§ PROBLEM: Reproduce every item below verbatim, leaving the pictures out of your copy.

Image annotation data
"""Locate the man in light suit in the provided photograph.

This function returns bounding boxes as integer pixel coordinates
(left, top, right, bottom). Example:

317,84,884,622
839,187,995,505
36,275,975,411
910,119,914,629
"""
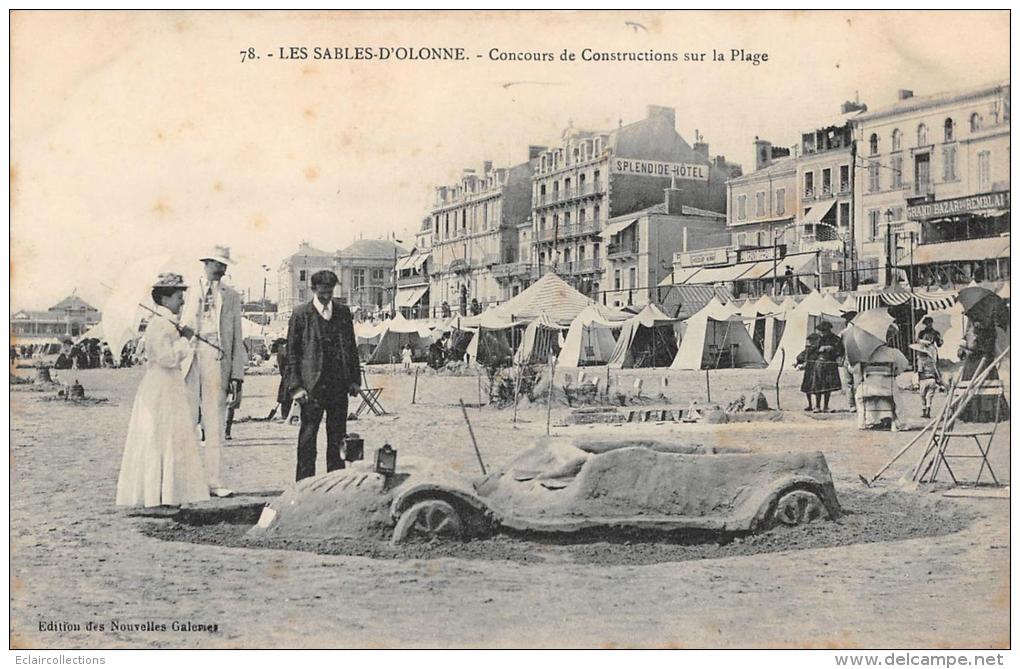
181,246,248,497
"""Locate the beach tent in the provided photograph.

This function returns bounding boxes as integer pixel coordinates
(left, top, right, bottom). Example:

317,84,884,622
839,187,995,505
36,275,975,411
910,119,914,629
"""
514,313,560,364
464,309,527,365
607,304,677,368
365,313,431,365
559,303,630,367
485,273,592,327
768,292,847,369
670,301,765,369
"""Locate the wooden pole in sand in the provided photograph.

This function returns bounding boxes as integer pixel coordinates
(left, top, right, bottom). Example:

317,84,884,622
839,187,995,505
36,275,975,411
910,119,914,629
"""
546,358,556,436
460,398,488,476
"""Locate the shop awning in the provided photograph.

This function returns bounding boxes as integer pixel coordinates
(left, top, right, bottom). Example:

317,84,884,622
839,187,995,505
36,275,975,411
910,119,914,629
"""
741,253,815,281
900,237,1010,265
601,218,638,240
397,286,428,309
804,200,835,225
683,262,754,284
659,267,704,286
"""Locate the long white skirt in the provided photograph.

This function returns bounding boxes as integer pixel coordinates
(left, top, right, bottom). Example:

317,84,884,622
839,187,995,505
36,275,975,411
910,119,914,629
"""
117,365,209,507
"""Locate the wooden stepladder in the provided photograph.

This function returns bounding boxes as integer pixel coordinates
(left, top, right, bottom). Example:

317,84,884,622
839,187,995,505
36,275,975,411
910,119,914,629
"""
913,354,1006,485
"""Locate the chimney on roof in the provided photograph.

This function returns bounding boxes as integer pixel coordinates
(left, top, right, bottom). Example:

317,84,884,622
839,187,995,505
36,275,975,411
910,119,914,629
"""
695,128,708,158
755,136,772,171
664,176,683,216
645,105,676,127
839,100,868,114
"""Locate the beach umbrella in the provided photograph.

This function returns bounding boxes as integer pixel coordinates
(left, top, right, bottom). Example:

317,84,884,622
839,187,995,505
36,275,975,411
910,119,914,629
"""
957,286,1009,327
868,345,910,374
839,309,896,364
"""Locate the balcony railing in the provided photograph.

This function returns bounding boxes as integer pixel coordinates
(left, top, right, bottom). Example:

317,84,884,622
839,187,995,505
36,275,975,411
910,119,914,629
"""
397,274,428,286
908,182,935,198
606,240,638,258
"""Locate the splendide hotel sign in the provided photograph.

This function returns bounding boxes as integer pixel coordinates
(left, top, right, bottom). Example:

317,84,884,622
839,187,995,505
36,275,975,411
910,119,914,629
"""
611,158,709,182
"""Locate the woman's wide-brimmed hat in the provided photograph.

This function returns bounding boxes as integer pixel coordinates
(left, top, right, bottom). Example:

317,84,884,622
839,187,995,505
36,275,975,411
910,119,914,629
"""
152,272,188,291
199,246,234,265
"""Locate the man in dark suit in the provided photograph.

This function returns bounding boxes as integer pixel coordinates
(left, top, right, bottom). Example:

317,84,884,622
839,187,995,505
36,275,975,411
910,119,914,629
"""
286,269,361,480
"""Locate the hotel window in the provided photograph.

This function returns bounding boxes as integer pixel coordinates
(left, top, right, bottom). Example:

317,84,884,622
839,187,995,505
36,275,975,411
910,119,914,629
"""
868,160,881,193
868,209,881,242
977,151,991,193
889,156,903,188
942,146,956,182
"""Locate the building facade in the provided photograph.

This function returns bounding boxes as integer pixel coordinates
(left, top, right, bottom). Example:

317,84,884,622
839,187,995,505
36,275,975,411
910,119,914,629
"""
531,106,740,302
429,157,541,316
602,182,729,307
334,240,407,315
276,242,337,319
10,295,102,344
855,83,1010,287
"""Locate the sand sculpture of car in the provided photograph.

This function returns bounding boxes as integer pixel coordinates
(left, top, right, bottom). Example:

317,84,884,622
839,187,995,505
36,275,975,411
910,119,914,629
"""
253,438,839,543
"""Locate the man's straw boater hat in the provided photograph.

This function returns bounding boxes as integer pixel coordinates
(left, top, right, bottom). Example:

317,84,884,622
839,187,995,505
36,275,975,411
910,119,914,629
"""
152,272,188,290
199,246,234,265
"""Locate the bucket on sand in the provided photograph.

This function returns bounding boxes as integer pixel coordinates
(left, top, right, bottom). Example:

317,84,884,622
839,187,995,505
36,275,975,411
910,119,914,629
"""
340,432,365,462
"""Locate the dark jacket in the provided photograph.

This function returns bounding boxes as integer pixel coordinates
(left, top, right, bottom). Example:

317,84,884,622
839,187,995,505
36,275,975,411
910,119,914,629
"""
284,298,361,394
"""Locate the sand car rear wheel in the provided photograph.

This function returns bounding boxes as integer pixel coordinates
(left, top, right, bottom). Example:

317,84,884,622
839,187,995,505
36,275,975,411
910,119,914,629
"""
393,500,464,544
772,490,829,525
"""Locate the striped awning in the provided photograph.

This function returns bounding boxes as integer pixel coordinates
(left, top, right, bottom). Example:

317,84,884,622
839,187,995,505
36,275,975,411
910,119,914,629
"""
857,290,957,311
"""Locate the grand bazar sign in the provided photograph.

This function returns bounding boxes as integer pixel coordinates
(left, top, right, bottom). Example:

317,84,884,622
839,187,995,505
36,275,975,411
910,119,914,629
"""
612,158,709,182
907,191,1010,220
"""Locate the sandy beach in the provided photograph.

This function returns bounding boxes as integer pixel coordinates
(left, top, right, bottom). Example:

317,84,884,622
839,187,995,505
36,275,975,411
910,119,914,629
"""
10,368,1010,649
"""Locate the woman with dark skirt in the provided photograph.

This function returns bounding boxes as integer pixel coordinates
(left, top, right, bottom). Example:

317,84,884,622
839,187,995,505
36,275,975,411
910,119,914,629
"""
811,320,844,413
797,332,821,411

§ THE REPLY:
"""Locate the man in light suit in the provided photograph.

This function returns bounding boxes as integer pixel coordinates
(left, top, right, bottom). Example:

317,84,884,622
839,187,995,505
36,275,975,411
910,119,914,629
"""
181,246,248,497
"""Locate the beach tent in the provided photograph.

This function returns bounding boxes as integer pixel coordinates
(left, top, right, bottom). Example:

317,84,884,622
839,187,995,505
36,275,975,411
910,119,914,629
"""
514,313,560,364
464,309,527,365
607,304,677,368
365,313,431,365
559,303,630,367
485,273,592,327
768,292,847,369
670,301,765,369
"""Locate the wooden pole in sand in the provided photograph.

This function returns bounding boxes as integer pixel coordinates
(left, top, right, bottom). Example:

317,84,884,622
839,187,995,505
36,275,975,411
910,119,914,629
"""
546,358,556,436
460,398,488,476
"""Locate the shop awning in the provided photograph.

This function returns bounding boxes as integer pixel coordinates
(left, top, right, bottom). Example:

317,84,884,622
839,187,995,505
36,275,975,411
910,119,914,629
"""
741,253,815,281
900,237,1010,265
601,218,638,240
397,286,428,309
804,200,835,225
683,262,754,284
659,267,704,286
"""Locate the long white skirt in the provided photograph.

This function returns bounding boxes as integer pixel coordinates
(left, top, right, bottom). Example:

317,84,884,622
839,187,995,505
36,275,975,411
910,119,914,629
"""
117,365,209,507
"""Locate the wooden stepladder in the provided photograph.

This function returns bounding boxes as integer pixel coordinates
(left, top, right, bottom). Example:

317,84,884,622
839,187,995,505
36,275,975,411
910,119,914,629
"""
913,354,1006,485
"""Locate the chimney on roof in the provided photograph.

This function returns bounding boxes as integer pixel coordinates
(left, top, right, bottom). Example:

317,84,884,622
839,187,995,505
36,275,975,411
910,119,914,629
"""
695,128,708,158
755,136,772,171
664,176,683,216
645,105,676,127
839,100,868,114
"""Locate the beach umbrella in the provided photograph.

This function returns bounding boxes as integer pixel coordinates
(left, top, right, bottom). Example:

317,84,884,622
839,187,995,505
36,275,975,411
910,119,914,629
"""
957,286,1009,327
868,345,910,374
839,309,896,364
"""Locate the balcony railing in the provided photograph.

This function returns bounding boxes as integer pixel coordinates
(left, top, right, bottom). Example:

317,84,884,622
839,187,995,505
36,275,975,411
910,119,914,629
"""
397,274,428,286
908,182,935,198
606,240,638,258
"""Locate the splendide hotel sign in the provided photograph.

This function returns bounding boxes as integer pixel coordinates
(left, top, right, bottom). Example:

317,84,884,622
839,187,995,505
36,275,975,411
910,119,914,629
"""
611,158,709,182
"""Locate the woman's wide-brimmed hat in the provided photograph.

This function returns bounding boxes as integer pixel coordinates
(left, top, right, bottom). Example:

317,84,884,622
839,187,995,505
36,275,975,411
910,119,914,629
"""
152,272,188,291
199,246,234,265
"""Locate the man in dark suit in the provided photograph.

This function returns bounding boxes as integer pixel coordinates
(left, top, right, bottom). Example:

317,84,884,622
839,187,995,505
36,275,975,411
910,119,914,629
"""
286,269,361,480
"""Locate the hotel window in the provided photograph.

This function returns bounding boxes as integer pixel coordinates
(left, top, right, bottom). Example:

317,84,884,622
839,187,995,505
36,275,975,411
910,119,914,629
"""
868,160,881,193
868,209,881,242
977,151,991,193
889,156,903,188
942,146,956,182
"""Locate the building facade in the provided photograph.

This function returns bounding boxes as integer pixel coordinates
(left, top, right, bottom). Example:

317,84,884,622
839,187,995,505
36,275,975,411
910,119,914,629
"""
531,106,740,302
429,157,541,316
602,182,729,307
334,240,407,315
276,242,337,319
10,295,102,344
855,83,1010,287
"""Locate the sand sculpture of car in the provided photograph.

This function returns bounding boxes as integer pixel coordinates
(left, top, right, bottom). Example:

317,84,884,622
839,187,995,505
36,275,975,411
910,119,914,629
"""
253,438,839,543
"""Locate the man's straw boater hat in the provided photograph.

This function returns bounding boxes as integer pixel coordinates
(left, top, right, bottom). Example:

317,84,884,622
839,187,995,505
36,275,975,411
910,119,914,629
"""
152,272,188,290
199,246,234,265
"""Locate the bucket on sand in the provided photograph.

This function returns bounding boxes as integer pixel coordinates
(left, top, right, bottom). Example:

317,84,884,622
839,187,995,505
36,275,975,411
910,119,914,629
"""
340,432,365,462
"""Locate the dark jacket in the provided photograph.

This function returns bounding boxes as integer pixel coordinates
(left, top, right, bottom). Example:

317,84,884,622
839,187,995,505
36,275,975,411
910,119,914,629
"""
284,298,361,394
"""Locate the sand car rear wheel in the provided photograph.

This function returns bounding boxes as integer pixel coordinates
(left, top, right, bottom). Example:

317,84,884,622
839,187,995,505
36,275,975,411
910,119,914,629
"""
393,500,464,544
772,490,829,525
"""Locate the striped awning in the provided photograph.

This function returns bounding boxes as integer pixel coordinates
(left, top, right, bottom). Example:

317,84,884,622
839,187,995,505
36,275,975,411
910,119,914,629
"""
857,290,957,311
"""Locate the grand bazar sign in the provided photograph.

This function returns bounding boxes as integer pixel coordinates
(left, top, right, bottom). Example:

317,84,884,622
839,187,995,505
36,275,975,411
910,119,914,629
"""
612,158,709,182
907,191,1010,220
"""Locate the sandy beach in the provided photograph.

This function returns bounding boxes as integer pixel coordinates
(left, top, right, bottom). Example:

317,84,884,622
839,187,995,505
36,275,975,411
910,119,914,629
"""
10,368,1010,649
"""Locate the woman with dark skirt in the provided photograph.

This function returns bounding boxes as integer pixel coordinates
(left, top, right, bottom). Example:

317,84,884,622
839,187,995,505
36,275,975,411
910,119,914,629
"""
811,320,844,413
797,332,821,411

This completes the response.